# start of GIVEN DATA

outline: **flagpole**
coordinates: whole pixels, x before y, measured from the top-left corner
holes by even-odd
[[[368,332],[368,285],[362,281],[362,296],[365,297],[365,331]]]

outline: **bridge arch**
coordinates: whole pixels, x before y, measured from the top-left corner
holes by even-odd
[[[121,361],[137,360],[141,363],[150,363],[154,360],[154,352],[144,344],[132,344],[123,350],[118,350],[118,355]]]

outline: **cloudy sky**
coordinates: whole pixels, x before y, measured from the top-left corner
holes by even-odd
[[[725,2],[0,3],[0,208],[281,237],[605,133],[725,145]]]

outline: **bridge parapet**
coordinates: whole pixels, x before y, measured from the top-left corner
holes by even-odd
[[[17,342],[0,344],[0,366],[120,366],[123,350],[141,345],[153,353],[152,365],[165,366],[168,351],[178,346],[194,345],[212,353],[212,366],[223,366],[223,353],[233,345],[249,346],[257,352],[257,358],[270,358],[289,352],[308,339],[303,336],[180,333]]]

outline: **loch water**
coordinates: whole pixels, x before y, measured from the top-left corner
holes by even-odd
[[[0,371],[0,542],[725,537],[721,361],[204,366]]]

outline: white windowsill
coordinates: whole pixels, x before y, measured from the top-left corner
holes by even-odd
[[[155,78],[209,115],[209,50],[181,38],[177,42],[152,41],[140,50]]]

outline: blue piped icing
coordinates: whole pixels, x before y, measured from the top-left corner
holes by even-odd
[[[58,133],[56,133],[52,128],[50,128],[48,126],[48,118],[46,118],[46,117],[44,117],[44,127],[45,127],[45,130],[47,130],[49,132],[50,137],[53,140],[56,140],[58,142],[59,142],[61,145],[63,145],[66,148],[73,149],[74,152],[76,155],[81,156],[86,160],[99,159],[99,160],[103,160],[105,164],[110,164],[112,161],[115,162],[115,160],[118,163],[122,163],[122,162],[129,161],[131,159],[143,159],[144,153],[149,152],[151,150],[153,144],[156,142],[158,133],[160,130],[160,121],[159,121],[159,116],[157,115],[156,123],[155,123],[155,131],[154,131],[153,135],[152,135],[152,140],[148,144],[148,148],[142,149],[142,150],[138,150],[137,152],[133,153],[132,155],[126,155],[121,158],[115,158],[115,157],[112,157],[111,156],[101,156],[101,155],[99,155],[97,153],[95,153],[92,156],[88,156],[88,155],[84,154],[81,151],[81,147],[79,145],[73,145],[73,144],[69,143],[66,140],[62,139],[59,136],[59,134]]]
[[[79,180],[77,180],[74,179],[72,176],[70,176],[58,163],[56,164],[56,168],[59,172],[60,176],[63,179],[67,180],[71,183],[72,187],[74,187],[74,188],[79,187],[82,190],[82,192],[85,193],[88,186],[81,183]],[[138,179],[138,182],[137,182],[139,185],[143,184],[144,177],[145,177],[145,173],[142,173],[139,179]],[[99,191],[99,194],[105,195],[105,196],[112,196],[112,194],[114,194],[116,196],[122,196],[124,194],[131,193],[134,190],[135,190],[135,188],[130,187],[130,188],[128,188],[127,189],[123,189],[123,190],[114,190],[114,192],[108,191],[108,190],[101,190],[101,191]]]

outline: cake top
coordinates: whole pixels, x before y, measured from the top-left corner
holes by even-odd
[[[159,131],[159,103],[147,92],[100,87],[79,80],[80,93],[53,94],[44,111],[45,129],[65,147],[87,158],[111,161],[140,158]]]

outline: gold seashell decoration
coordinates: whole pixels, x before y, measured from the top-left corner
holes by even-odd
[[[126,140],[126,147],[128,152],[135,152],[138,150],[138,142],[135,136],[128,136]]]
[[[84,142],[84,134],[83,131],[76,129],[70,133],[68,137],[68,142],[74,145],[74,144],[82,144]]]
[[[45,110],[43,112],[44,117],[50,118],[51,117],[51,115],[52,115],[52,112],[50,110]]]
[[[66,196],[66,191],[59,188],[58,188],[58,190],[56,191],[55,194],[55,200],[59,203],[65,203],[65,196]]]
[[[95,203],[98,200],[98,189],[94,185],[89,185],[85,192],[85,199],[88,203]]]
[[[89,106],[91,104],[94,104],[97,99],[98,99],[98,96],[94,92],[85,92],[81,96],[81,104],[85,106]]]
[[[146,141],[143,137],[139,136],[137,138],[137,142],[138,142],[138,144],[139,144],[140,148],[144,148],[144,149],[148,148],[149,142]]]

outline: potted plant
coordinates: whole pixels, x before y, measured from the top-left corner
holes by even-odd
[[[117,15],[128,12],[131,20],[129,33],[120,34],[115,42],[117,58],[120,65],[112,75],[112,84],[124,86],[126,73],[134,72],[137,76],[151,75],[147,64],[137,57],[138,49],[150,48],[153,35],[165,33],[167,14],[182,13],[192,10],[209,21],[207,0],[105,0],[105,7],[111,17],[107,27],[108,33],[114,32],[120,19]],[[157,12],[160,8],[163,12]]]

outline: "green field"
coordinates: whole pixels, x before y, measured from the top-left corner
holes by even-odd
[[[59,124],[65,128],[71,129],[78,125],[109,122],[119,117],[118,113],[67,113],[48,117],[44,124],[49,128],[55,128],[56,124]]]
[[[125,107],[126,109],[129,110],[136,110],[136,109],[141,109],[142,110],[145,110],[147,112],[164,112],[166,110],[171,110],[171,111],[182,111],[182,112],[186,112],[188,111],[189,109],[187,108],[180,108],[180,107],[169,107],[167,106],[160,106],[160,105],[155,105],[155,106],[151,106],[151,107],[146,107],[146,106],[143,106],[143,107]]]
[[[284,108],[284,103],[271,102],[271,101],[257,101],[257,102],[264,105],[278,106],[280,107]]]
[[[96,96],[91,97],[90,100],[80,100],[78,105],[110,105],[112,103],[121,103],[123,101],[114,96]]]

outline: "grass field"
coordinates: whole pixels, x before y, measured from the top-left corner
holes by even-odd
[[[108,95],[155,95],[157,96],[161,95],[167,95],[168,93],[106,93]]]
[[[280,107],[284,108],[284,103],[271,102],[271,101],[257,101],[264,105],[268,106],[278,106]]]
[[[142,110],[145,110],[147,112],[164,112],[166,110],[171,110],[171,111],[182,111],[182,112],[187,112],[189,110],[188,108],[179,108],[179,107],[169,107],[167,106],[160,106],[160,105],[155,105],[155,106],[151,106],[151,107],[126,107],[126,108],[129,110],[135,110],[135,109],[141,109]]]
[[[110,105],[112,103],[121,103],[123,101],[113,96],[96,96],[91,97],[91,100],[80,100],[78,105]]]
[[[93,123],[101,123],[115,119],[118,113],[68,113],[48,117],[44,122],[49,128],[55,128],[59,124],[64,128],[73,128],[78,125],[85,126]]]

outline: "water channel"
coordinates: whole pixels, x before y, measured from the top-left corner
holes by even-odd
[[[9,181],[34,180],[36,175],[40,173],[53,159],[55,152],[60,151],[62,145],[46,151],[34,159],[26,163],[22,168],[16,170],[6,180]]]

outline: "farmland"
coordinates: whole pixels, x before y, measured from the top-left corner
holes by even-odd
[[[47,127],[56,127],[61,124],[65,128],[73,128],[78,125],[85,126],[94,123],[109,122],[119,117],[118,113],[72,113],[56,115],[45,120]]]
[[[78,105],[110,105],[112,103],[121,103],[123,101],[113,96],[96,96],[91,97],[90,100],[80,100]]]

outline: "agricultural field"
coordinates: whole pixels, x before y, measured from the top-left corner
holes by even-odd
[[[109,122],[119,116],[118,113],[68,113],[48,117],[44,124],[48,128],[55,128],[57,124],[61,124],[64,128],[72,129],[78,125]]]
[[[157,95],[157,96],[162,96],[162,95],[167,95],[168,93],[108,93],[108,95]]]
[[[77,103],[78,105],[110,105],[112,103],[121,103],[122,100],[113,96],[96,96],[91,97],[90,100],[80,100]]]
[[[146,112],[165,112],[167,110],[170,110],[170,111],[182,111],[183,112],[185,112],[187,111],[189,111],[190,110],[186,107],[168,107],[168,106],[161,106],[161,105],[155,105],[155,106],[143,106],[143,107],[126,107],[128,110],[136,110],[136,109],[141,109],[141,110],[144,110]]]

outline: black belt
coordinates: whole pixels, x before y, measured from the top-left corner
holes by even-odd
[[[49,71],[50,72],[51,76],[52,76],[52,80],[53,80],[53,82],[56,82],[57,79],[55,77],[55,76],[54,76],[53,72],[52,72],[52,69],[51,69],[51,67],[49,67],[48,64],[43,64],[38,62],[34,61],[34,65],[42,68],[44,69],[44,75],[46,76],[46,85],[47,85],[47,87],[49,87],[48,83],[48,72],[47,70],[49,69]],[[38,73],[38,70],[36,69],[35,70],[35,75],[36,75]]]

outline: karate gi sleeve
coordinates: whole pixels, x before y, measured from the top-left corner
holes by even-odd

# end of GIVEN DATA

Please gather every line of the records above that contains the word "bridge" and copy each one in full.

## ANSWER
outline: **bridge arch**
outline: **bridge parapet**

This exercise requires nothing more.